## WORK ORDER
Each line of the data below from the one holding "the white building." to the one holding "the green tree.", inclusive, is to be reproduced exactly; no other line belongs in the answer.

═══ GIVEN INFORMATION ═══

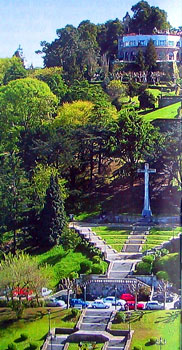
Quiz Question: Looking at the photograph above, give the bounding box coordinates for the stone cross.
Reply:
[137,163,156,217]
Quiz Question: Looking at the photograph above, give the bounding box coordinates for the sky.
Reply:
[0,0,181,68]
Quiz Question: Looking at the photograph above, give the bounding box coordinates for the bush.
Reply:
[7,344,17,350]
[135,261,152,275]
[0,299,8,307]
[115,311,126,323]
[91,263,103,274]
[71,308,79,317]
[142,255,155,264]
[133,346,142,350]
[80,261,92,273]
[20,333,28,341]
[29,343,38,350]
[138,90,156,109]
[149,337,157,345]
[92,255,101,264]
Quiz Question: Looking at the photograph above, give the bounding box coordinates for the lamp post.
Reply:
[48,309,51,335]
[114,285,117,310]
[156,337,166,350]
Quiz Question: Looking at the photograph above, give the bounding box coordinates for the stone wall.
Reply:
[158,96,182,108]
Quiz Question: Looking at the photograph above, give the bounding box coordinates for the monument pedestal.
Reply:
[142,209,152,217]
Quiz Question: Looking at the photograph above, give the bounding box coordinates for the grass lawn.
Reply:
[93,226,130,252]
[112,310,180,350]
[34,245,96,288]
[69,343,104,350]
[142,102,181,121]
[0,307,80,350]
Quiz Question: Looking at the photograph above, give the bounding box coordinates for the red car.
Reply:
[125,301,144,310]
[120,293,135,301]
[13,287,33,297]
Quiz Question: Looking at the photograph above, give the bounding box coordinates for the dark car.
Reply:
[153,294,174,303]
[174,299,181,309]
[70,298,89,308]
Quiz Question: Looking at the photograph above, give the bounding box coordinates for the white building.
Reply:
[118,33,182,62]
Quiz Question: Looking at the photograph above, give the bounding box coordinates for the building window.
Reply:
[158,40,166,46]
[129,41,136,46]
[169,52,174,60]
[138,40,145,46]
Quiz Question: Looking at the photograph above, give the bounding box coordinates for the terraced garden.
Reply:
[93,226,130,252]
[142,226,181,252]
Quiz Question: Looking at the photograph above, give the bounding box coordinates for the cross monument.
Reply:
[137,163,156,217]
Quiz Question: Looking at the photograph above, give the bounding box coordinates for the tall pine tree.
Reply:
[39,175,66,246]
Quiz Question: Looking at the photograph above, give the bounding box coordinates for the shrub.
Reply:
[91,263,103,274]
[133,346,142,350]
[135,261,152,275]
[80,261,92,273]
[30,344,37,350]
[0,299,8,307]
[20,333,28,341]
[7,344,17,350]
[149,337,157,345]
[92,255,101,264]
[71,308,79,318]
[115,311,126,323]
[142,255,155,264]
[138,90,156,109]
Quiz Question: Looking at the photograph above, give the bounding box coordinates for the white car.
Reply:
[91,299,111,309]
[46,298,66,308]
[145,301,163,310]
[103,296,126,307]
[42,287,52,297]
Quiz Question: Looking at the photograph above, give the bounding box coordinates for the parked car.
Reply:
[120,293,135,301]
[125,301,144,310]
[103,296,126,307]
[41,287,52,297]
[153,294,174,303]
[91,299,110,309]
[46,298,66,308]
[174,299,181,309]
[70,298,89,308]
[13,287,33,297]
[145,301,163,310]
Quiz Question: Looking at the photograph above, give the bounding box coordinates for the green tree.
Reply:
[130,1,170,34]
[145,39,157,72]
[38,175,66,246]
[29,67,67,103]
[114,109,162,185]
[0,78,58,150]
[3,59,27,85]
[0,251,50,317]
[135,49,145,71]
[0,152,32,254]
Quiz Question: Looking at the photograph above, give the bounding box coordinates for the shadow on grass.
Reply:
[145,341,153,346]
[14,337,24,343]
[128,311,145,324]
[39,252,68,266]
[155,311,180,324]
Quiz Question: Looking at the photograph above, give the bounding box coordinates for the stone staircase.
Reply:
[122,226,149,256]
[107,339,125,350]
[46,335,67,350]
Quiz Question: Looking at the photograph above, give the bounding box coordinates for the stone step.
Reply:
[80,323,106,331]
[124,245,141,252]
[108,272,129,278]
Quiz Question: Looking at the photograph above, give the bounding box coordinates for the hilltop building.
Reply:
[118,32,182,62]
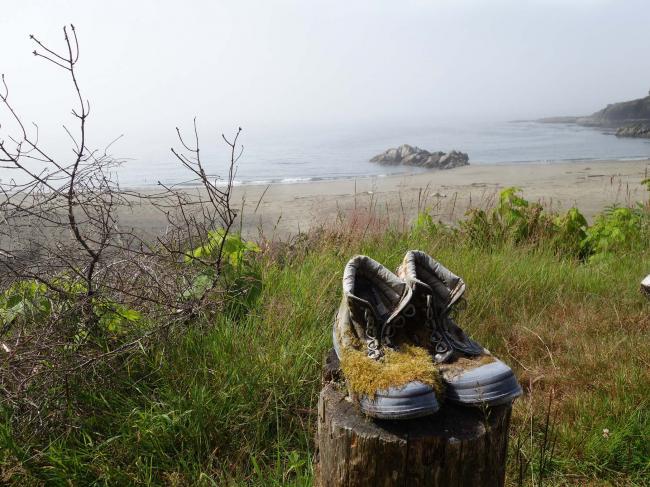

═══

## TASK RESULT
Quiz Question: Looking at the photograph above, give the bounding box coordinates for the white building.
Reply:
[118,33,182,62]
Quiz Question: Looking at the photograph above, give the bounding box coordinates for the building window.
Reply:
[158,40,166,46]
[129,41,136,46]
[169,52,174,60]
[138,40,145,46]
Quiz Question: Looking at the photograph above, give the bounding box coordinates for the terraced garden.
Reply:
[93,226,130,252]
[142,226,181,252]
Quiz Question: Looking at the photograph above, give the bounding box coordinates for the cross monument.
Reply:
[137,163,156,217]
Quiz Question: Looking at the photograph above, give the bounding box coordinates for the tall pine tree.
Reply:
[39,175,66,246]
Quiz Question: Looking at the photograph above, give the bounding box coordinates for the shrub.
Reply:
[91,263,103,274]
[133,346,142,350]
[135,261,152,275]
[80,261,92,273]
[30,344,37,350]
[0,299,8,307]
[20,333,28,341]
[7,344,17,350]
[149,337,157,345]
[92,255,101,264]
[71,308,79,318]
[115,311,126,323]
[142,255,155,264]
[138,90,156,109]
Quiz Question: Looking at the photograph above, give the bounding box coordinates for the white car.
Reply:
[91,299,111,309]
[46,298,66,308]
[145,301,163,310]
[103,296,126,307]
[42,287,52,297]
Quiz Question: Looking at the photograph above, give the bounding box coordinates for the parked car.
Reply:
[120,293,135,301]
[125,301,144,310]
[103,296,126,307]
[41,287,52,297]
[153,294,174,303]
[91,299,110,309]
[46,298,66,308]
[174,299,181,309]
[70,298,89,308]
[13,287,33,297]
[145,301,163,310]
Quiz Question: Looking at the photograph above, give the bounding box coordinates for the green tree.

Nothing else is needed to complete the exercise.